-- BEGIN Dataset extract --

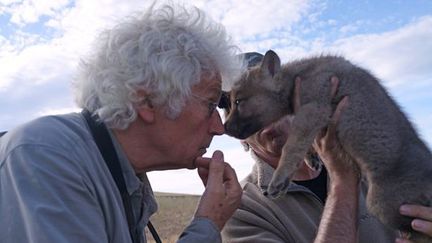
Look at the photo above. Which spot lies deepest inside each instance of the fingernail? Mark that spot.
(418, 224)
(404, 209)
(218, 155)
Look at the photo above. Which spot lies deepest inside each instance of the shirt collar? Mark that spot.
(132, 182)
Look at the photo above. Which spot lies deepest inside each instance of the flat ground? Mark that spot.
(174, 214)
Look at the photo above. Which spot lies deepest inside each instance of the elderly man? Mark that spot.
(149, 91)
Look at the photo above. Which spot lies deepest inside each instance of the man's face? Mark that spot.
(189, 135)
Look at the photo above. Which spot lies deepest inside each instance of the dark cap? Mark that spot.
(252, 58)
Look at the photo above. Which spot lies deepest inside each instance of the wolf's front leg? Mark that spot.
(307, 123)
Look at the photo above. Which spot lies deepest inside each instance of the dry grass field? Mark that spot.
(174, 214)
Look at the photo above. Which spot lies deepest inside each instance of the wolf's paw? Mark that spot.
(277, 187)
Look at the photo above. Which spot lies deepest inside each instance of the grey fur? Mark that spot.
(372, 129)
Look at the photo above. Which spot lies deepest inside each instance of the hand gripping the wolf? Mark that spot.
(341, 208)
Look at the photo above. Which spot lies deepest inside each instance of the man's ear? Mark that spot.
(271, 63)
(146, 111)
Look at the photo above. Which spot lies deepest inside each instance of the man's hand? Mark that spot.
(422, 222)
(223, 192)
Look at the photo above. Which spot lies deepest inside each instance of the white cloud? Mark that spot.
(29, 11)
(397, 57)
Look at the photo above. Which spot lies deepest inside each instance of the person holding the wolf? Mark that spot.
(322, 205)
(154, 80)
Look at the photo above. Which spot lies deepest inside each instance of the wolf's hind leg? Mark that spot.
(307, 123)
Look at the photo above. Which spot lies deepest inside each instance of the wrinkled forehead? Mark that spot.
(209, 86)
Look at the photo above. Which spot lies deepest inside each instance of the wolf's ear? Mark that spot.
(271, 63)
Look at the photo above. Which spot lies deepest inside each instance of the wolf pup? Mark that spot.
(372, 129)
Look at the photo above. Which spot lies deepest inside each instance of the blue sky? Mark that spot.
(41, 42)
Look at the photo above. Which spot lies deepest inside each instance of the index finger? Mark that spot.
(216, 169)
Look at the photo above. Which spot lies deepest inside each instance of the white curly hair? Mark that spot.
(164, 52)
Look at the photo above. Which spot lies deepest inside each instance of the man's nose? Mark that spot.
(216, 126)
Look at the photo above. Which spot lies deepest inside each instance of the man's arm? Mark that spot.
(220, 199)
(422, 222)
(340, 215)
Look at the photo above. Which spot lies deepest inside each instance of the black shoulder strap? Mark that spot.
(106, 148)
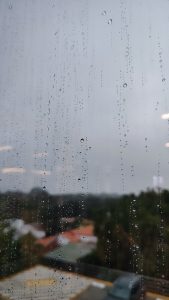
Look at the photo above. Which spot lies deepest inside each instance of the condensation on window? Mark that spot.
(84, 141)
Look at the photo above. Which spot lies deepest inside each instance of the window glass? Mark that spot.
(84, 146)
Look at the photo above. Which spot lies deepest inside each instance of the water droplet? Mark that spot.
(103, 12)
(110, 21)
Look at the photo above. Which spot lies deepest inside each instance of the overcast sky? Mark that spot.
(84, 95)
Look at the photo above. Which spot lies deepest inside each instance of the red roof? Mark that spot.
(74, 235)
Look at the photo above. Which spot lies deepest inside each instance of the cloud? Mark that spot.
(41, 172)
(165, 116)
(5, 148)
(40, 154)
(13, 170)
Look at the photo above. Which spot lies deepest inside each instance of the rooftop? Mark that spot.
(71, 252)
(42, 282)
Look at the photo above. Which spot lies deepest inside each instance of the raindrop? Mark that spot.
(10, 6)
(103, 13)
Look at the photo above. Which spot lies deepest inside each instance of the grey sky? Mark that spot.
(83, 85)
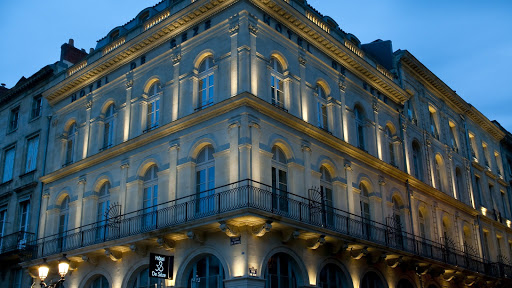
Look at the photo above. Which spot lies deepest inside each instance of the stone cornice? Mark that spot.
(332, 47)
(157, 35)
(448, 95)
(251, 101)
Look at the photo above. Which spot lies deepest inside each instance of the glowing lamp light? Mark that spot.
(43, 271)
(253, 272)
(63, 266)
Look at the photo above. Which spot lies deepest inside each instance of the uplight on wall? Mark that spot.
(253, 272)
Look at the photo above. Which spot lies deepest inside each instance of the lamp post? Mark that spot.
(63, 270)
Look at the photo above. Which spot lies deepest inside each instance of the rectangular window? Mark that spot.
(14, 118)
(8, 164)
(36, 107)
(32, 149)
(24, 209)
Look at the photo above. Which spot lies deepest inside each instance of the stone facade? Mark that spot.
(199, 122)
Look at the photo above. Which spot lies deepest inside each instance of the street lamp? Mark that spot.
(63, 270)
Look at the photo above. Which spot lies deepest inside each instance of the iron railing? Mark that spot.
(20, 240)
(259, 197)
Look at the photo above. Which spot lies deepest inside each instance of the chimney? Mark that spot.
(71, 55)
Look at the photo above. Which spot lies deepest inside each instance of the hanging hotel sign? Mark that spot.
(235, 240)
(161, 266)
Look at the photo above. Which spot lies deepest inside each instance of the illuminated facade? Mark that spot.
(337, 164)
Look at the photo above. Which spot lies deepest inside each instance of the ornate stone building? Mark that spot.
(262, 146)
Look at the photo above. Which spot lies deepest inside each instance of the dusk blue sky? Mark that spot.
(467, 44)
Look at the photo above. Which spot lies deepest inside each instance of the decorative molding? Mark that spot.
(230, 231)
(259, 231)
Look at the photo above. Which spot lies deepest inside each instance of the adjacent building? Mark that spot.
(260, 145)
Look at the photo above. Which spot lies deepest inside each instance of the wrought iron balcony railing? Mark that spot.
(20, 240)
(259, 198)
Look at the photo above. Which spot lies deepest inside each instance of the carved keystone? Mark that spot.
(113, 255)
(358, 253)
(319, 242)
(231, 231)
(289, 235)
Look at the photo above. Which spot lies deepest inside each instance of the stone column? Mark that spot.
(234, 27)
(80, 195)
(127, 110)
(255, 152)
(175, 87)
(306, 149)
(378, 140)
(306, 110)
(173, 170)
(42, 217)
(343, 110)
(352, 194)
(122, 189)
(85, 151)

-- END Dataset extract --

:: Brief ::
All lines from the one containing "sign? Mark that spot." through the final line of the listing above are to be reproduced exactly; include both and add nothing.

:: The answer ::
Look at the photo above. Which spot lies deepest inside each instance of the hanging hotel sign? Mark that spot.
(235, 240)
(161, 266)
Look at the photo above. Which spot lies deepest inside each instance of the illuminated facade? Mark that spot.
(337, 164)
Look at the photo above. Which spot lies deepest inside each instance of the ornate stone building? Mark that spot.
(262, 146)
Look at the photo above. Which spot lies deepest inside each instance of the dusk blue sky? Mark that spot.
(467, 44)
Look at the photo above. Which spot lies deepest inside each instance of the decorative molding? Mark that spot.
(230, 231)
(259, 231)
Look at the photo above. Which spot lies deepest inside each instance of the adjacent building? Mark that spot.
(260, 145)
Look at the photo above. Which spot lies deepest inside each instance of the wrought iron balcony railing? Mark that spot.
(20, 240)
(259, 198)
Look at the photo above. Which spot lies deepest inside each instance of the carved keystone? Mark that spot.
(113, 255)
(358, 253)
(319, 242)
(231, 231)
(289, 235)
Look at the photo above. Which spot lies deepest inside each instance of the stone column? Mark that spot.
(234, 27)
(80, 195)
(127, 110)
(255, 152)
(175, 87)
(306, 149)
(378, 140)
(306, 110)
(173, 170)
(42, 217)
(343, 110)
(352, 194)
(122, 189)
(85, 151)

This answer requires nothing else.